-- SUPPLIED ENTRIES --
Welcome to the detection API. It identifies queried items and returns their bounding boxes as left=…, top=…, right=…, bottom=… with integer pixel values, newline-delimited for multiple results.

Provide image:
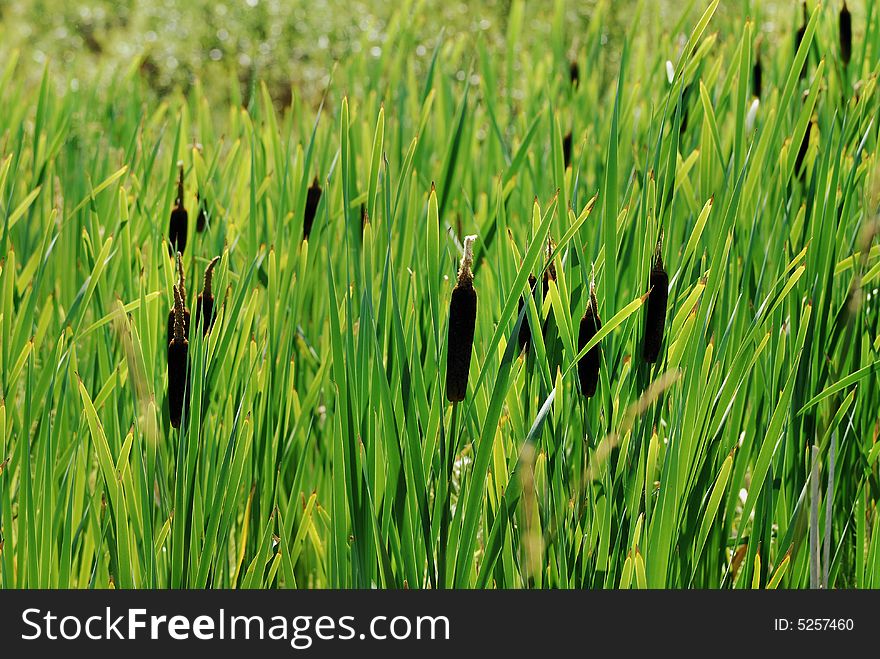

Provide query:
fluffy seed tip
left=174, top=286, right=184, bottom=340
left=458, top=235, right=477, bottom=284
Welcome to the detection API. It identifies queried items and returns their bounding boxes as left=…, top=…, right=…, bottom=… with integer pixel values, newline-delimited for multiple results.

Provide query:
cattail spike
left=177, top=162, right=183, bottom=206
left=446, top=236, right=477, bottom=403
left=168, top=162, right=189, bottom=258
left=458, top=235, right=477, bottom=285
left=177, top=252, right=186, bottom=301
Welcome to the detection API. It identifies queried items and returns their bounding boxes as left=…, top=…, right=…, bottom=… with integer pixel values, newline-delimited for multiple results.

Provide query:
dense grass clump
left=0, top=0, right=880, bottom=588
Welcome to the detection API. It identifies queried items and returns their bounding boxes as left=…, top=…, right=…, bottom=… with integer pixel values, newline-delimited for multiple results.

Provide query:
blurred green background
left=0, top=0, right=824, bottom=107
...
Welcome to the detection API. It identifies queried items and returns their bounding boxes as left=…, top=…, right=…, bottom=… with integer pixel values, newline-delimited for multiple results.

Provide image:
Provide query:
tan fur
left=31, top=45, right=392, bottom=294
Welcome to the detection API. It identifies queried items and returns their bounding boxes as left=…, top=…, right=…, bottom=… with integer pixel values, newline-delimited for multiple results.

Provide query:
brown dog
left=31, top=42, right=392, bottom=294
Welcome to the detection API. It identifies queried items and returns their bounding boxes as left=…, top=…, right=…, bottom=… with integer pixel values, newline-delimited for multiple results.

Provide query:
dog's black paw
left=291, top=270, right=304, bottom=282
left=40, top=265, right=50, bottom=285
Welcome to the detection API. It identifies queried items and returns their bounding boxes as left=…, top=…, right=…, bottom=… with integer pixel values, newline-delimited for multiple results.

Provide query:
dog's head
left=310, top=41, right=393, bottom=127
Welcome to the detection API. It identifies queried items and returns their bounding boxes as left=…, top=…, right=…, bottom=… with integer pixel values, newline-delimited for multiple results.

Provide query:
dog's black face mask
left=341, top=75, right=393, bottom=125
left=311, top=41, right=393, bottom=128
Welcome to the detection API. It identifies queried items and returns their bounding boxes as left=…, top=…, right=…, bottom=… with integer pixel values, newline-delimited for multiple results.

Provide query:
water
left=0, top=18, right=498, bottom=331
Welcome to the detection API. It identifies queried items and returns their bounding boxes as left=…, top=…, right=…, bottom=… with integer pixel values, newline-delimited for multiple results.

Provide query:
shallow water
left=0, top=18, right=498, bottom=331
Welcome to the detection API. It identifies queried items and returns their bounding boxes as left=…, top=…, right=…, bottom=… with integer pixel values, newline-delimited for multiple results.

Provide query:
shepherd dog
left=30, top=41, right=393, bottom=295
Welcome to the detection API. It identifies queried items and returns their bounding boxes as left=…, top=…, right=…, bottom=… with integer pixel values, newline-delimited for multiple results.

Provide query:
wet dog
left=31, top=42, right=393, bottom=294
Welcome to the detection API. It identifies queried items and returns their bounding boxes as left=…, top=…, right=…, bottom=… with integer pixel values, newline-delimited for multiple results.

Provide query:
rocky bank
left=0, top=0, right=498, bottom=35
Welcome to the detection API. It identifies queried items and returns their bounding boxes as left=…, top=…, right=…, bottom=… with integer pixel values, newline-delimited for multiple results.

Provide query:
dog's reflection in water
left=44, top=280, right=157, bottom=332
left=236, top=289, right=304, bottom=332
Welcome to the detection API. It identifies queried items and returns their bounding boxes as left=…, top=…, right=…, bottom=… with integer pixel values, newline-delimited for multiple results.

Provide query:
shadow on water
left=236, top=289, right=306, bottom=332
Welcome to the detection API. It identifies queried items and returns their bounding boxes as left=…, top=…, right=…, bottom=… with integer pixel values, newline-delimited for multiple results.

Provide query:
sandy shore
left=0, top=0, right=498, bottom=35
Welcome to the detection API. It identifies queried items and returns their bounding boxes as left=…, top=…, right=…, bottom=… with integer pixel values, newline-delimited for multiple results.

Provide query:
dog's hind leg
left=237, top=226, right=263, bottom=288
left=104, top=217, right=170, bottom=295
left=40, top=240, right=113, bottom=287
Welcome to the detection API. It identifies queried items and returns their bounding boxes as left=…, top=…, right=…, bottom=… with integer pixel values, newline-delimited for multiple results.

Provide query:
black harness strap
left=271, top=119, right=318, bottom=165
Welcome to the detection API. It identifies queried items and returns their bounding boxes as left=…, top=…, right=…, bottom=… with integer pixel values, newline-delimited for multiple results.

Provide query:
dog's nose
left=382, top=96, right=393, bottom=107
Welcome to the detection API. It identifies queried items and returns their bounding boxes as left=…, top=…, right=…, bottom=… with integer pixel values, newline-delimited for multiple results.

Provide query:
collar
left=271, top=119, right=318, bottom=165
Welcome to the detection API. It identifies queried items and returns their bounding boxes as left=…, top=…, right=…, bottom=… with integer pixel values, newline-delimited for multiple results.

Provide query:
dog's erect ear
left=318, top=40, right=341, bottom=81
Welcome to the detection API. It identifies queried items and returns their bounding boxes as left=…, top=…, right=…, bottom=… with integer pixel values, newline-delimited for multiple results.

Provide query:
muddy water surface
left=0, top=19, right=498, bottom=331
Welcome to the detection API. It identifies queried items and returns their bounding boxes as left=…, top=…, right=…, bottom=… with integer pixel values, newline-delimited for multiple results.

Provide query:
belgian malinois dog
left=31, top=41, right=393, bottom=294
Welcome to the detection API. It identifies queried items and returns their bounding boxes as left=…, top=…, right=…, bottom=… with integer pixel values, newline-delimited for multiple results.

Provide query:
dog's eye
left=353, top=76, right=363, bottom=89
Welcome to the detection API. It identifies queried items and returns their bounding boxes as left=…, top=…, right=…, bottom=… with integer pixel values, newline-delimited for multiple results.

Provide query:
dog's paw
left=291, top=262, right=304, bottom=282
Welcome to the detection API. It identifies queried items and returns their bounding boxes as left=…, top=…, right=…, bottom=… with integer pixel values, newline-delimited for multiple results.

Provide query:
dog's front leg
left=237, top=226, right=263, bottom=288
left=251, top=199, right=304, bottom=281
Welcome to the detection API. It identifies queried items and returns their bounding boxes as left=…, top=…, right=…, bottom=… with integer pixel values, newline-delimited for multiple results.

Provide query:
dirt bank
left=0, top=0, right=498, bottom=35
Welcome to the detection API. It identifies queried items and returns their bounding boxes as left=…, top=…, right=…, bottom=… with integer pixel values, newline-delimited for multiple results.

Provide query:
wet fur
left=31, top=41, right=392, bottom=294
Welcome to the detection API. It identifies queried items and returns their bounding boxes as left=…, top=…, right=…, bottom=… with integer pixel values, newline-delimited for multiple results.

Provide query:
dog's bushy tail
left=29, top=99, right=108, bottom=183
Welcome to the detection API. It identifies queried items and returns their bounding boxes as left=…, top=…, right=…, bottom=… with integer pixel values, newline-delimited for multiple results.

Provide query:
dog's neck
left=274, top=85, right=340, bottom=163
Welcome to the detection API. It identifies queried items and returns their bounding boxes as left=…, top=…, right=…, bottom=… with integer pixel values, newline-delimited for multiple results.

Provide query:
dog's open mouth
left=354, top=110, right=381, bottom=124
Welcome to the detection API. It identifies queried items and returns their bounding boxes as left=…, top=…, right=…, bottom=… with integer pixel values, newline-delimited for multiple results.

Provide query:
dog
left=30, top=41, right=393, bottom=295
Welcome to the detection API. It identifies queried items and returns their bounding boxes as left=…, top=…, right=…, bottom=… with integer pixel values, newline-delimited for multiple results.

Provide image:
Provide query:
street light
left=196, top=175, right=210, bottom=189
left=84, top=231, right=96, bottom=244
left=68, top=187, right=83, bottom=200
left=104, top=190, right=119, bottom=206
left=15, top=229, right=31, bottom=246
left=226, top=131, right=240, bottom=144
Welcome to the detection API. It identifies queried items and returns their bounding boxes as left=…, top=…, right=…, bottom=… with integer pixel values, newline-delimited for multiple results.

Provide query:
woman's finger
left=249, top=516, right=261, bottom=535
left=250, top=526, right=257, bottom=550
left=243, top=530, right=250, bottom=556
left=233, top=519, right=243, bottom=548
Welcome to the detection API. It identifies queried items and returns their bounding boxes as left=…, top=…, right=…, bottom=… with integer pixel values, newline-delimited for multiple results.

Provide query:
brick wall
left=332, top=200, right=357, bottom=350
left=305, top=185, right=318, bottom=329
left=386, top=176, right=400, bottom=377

-- WRITTEN TASK --
From the entries above, copy out every line that contains the word "water".

-- EXERCISE SOLUTION --
water
shallow water
dog's reflection in water
shadow on water
muddy water surface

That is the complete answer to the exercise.